### TASK INSTRUCTIONS
Extract all records. Keep each one exact.

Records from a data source
---------------

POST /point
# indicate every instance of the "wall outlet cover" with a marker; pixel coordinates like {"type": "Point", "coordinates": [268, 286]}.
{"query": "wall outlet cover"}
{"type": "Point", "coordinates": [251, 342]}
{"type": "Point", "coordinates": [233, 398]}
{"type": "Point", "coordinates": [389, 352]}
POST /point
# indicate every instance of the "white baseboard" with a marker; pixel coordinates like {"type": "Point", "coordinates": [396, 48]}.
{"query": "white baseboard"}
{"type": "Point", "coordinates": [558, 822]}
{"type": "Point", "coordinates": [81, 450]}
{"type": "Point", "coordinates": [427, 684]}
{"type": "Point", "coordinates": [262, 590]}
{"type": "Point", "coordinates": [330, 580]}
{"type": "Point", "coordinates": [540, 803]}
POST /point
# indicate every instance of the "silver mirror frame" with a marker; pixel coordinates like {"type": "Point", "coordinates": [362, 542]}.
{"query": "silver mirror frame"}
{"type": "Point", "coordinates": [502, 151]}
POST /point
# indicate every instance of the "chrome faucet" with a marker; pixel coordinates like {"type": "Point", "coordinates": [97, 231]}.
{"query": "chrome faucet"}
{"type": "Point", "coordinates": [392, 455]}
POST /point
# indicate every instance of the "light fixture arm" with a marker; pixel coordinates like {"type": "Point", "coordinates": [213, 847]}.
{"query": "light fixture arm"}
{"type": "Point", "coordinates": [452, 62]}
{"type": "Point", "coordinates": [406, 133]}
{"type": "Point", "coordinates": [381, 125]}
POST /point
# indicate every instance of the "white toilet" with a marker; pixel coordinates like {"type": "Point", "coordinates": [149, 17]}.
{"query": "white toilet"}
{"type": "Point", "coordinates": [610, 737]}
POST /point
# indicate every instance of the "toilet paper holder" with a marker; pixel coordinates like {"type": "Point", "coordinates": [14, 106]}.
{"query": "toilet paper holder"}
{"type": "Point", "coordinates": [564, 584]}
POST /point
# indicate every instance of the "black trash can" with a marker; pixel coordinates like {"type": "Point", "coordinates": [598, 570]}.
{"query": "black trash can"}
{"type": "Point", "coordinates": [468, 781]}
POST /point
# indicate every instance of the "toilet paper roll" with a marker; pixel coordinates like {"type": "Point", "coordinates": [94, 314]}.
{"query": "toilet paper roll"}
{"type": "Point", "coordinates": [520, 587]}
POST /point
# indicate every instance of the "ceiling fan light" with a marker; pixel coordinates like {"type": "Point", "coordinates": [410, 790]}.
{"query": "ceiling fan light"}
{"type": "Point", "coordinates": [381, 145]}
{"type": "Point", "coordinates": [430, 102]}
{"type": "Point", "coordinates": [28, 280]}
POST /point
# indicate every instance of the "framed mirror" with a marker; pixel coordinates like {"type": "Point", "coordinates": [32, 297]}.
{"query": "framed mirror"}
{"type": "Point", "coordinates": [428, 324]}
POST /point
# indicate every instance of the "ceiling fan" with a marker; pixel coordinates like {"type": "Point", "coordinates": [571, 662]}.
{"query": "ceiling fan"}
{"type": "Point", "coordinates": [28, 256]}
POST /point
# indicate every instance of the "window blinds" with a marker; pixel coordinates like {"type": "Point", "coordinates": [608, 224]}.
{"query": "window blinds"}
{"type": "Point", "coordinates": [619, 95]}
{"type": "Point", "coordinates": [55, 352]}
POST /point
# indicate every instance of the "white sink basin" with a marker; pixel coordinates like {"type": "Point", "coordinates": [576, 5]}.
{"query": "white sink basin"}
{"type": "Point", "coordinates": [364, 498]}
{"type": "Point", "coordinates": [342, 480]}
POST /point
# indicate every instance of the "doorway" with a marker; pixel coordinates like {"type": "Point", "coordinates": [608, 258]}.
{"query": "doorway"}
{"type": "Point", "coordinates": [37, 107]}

---------------

### FINISHED TASK
POST /point
# indicate every instance of the "wall outlet cover" with a marker; pixel coordinates like {"type": "Point", "coordinates": [268, 286]}.
{"query": "wall outlet cover"}
{"type": "Point", "coordinates": [251, 342]}
{"type": "Point", "coordinates": [233, 398]}
{"type": "Point", "coordinates": [389, 352]}
POST /point
# indicate every instance of the "white baseboard" with a marker; pixel coordinates like {"type": "Point", "coordinates": [396, 48]}.
{"query": "white baseboard"}
{"type": "Point", "coordinates": [558, 822]}
{"type": "Point", "coordinates": [81, 450]}
{"type": "Point", "coordinates": [427, 684]}
{"type": "Point", "coordinates": [262, 590]}
{"type": "Point", "coordinates": [330, 580]}
{"type": "Point", "coordinates": [540, 803]}
POST /point
# indicate every instance of the "silver mirror frame" with a marker; pixel coordinates like {"type": "Point", "coordinates": [362, 542]}.
{"query": "silver mirror frame"}
{"type": "Point", "coordinates": [502, 151]}
POST /point
# indicate every instance of the "chrome faucet" with a marker; pixel coordinates like {"type": "Point", "coordinates": [97, 231]}.
{"query": "chrome faucet"}
{"type": "Point", "coordinates": [392, 455]}
POST /point
# indicate every instance of the "light fixture arm" with a marker; pixel coordinates like {"type": "Point", "coordinates": [213, 847]}.
{"query": "light fixture arm"}
{"type": "Point", "coordinates": [452, 62]}
{"type": "Point", "coordinates": [406, 133]}
{"type": "Point", "coordinates": [381, 125]}
POST /point
# indicate every instance of the "white toilet" with a marker; pixel coordinates like {"type": "Point", "coordinates": [149, 17]}.
{"query": "white toilet"}
{"type": "Point", "coordinates": [610, 737]}
POST /point
# indicate every instance of the "toilet paper holder" with a marker; pixel coordinates like {"type": "Point", "coordinates": [14, 106]}.
{"query": "toilet paper holder"}
{"type": "Point", "coordinates": [564, 584]}
POST /point
# indicate every instance of the "black trash can" with a marker; pixel coordinates like {"type": "Point", "coordinates": [598, 570]}.
{"query": "black trash can"}
{"type": "Point", "coordinates": [468, 781]}
POST /point
# indicate every instance of the "toilet paper roll" with a marker; pixel coordinates like {"type": "Point", "coordinates": [94, 314]}.
{"query": "toilet paper roll"}
{"type": "Point", "coordinates": [520, 587]}
POST /point
# indicate every instance of the "ceiling fan light" with a marker; pixel coordinates like {"type": "Point", "coordinates": [410, 790]}.
{"query": "ceiling fan light"}
{"type": "Point", "coordinates": [381, 145]}
{"type": "Point", "coordinates": [430, 102]}
{"type": "Point", "coordinates": [28, 280]}
POST /point
# indicate every instance of the "framed mirror" with a marker; pixel coordinates like {"type": "Point", "coordinates": [32, 297]}.
{"query": "framed mirror"}
{"type": "Point", "coordinates": [428, 324]}
POST /point
# indicate every instance of the "ceiling fan" with a marker; pixel coordinates like {"type": "Point", "coordinates": [571, 662]}.
{"query": "ceiling fan"}
{"type": "Point", "coordinates": [28, 256]}
POST /point
# indicate every instance of the "window blinds" with a marker; pixel coordinates like {"type": "Point", "coordinates": [608, 224]}.
{"query": "window blinds"}
{"type": "Point", "coordinates": [619, 95]}
{"type": "Point", "coordinates": [55, 352]}
POST /point
# indicate every instance of the "white sink basin" with a marker; pixel coordinates like {"type": "Point", "coordinates": [576, 5]}.
{"query": "white sink basin"}
{"type": "Point", "coordinates": [364, 498]}
{"type": "Point", "coordinates": [342, 480]}
POST /point
# indicate every instance of the "doorway" with a marker; pixel coordinates like {"type": "Point", "coordinates": [608, 258]}.
{"query": "doorway"}
{"type": "Point", "coordinates": [37, 107]}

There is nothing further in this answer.